GOAL OF THE EXERCISE: Lines containing the word "mountain" are to be copied from the data below.

Records excerpted from a collection:
'''
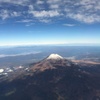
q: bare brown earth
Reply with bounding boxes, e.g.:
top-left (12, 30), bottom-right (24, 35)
top-left (72, 59), bottom-right (100, 65)
top-left (0, 58), bottom-right (100, 100)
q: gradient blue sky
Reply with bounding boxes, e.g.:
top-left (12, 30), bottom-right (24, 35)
top-left (0, 0), bottom-right (100, 46)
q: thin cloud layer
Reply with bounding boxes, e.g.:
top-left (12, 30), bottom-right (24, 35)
top-left (0, 0), bottom-right (100, 23)
top-left (63, 24), bottom-right (76, 27)
top-left (0, 0), bottom-right (29, 5)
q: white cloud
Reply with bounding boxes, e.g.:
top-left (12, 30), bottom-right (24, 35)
top-left (67, 13), bottom-right (100, 24)
top-left (29, 10), bottom-right (60, 18)
top-left (0, 10), bottom-right (21, 20)
top-left (36, 0), bottom-right (44, 4)
top-left (0, 0), bottom-right (100, 23)
top-left (46, 0), bottom-right (100, 23)
top-left (16, 19), bottom-right (34, 26)
top-left (0, 51), bottom-right (41, 58)
top-left (63, 0), bottom-right (100, 23)
top-left (47, 0), bottom-right (61, 4)
top-left (39, 19), bottom-right (51, 23)
top-left (16, 19), bottom-right (33, 23)
top-left (11, 11), bottom-right (21, 17)
top-left (29, 5), bottom-right (34, 10)
top-left (28, 10), bottom-right (60, 23)
top-left (50, 4), bottom-right (59, 9)
top-left (0, 10), bottom-right (9, 20)
top-left (63, 24), bottom-right (76, 27)
top-left (0, 0), bottom-right (29, 5)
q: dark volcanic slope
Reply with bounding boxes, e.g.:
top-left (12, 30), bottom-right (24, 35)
top-left (0, 57), bottom-right (100, 100)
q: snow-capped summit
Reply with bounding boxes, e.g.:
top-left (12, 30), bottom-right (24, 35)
top-left (47, 54), bottom-right (63, 60)
top-left (0, 69), bottom-right (4, 73)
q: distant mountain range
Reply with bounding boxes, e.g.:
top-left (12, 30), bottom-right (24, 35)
top-left (0, 54), bottom-right (100, 100)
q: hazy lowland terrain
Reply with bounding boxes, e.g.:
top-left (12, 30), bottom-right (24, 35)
top-left (0, 46), bottom-right (100, 100)
top-left (0, 46), bottom-right (100, 67)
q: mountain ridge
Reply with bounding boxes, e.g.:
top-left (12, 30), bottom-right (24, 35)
top-left (0, 54), bottom-right (100, 100)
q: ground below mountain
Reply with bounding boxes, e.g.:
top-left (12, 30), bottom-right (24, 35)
top-left (0, 54), bottom-right (100, 100)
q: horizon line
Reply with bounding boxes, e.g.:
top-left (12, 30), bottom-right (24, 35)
top-left (0, 43), bottom-right (100, 47)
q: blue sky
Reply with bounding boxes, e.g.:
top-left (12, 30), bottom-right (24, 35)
top-left (0, 0), bottom-right (100, 46)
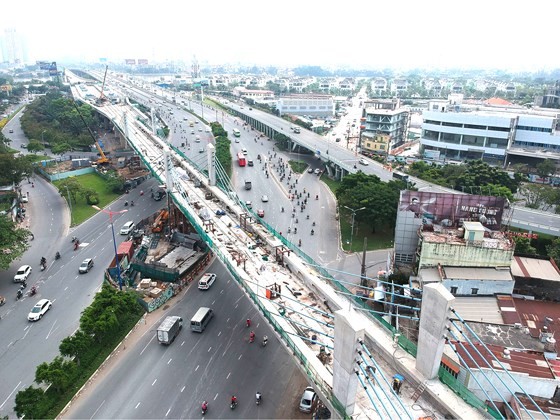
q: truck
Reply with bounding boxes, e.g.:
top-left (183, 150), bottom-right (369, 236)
top-left (157, 315), bottom-right (183, 345)
top-left (392, 172), bottom-right (409, 182)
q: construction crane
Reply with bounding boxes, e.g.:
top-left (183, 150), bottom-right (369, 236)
top-left (96, 65), bottom-right (109, 106)
top-left (71, 100), bottom-right (111, 165)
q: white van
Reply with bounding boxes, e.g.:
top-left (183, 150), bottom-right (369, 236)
top-left (198, 273), bottom-right (216, 290)
top-left (242, 148), bottom-right (248, 155)
top-left (191, 307), bottom-right (214, 332)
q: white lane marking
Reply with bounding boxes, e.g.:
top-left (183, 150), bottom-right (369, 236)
top-left (140, 334), bottom-right (157, 355)
top-left (46, 319), bottom-right (58, 340)
top-left (213, 393), bottom-right (219, 401)
top-left (208, 347), bottom-right (212, 352)
top-left (90, 399), bottom-right (105, 419)
top-left (227, 372), bottom-right (231, 379)
top-left (238, 354), bottom-right (243, 360)
top-left (181, 386), bottom-right (185, 393)
top-left (167, 358), bottom-right (172, 365)
top-left (135, 402), bottom-right (141, 409)
top-left (195, 365), bottom-right (199, 372)
top-left (165, 407), bottom-right (171, 417)
top-left (152, 379), bottom-right (157, 386)
top-left (181, 341), bottom-right (185, 346)
top-left (0, 381), bottom-right (21, 409)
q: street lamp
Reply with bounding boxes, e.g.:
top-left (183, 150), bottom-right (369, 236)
top-left (92, 206), bottom-right (128, 290)
top-left (343, 205), bottom-right (366, 250)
'''
SOLUTION TO THIS TASK:
q: distant mountain range
q: mountain ridge
q: ground below mountain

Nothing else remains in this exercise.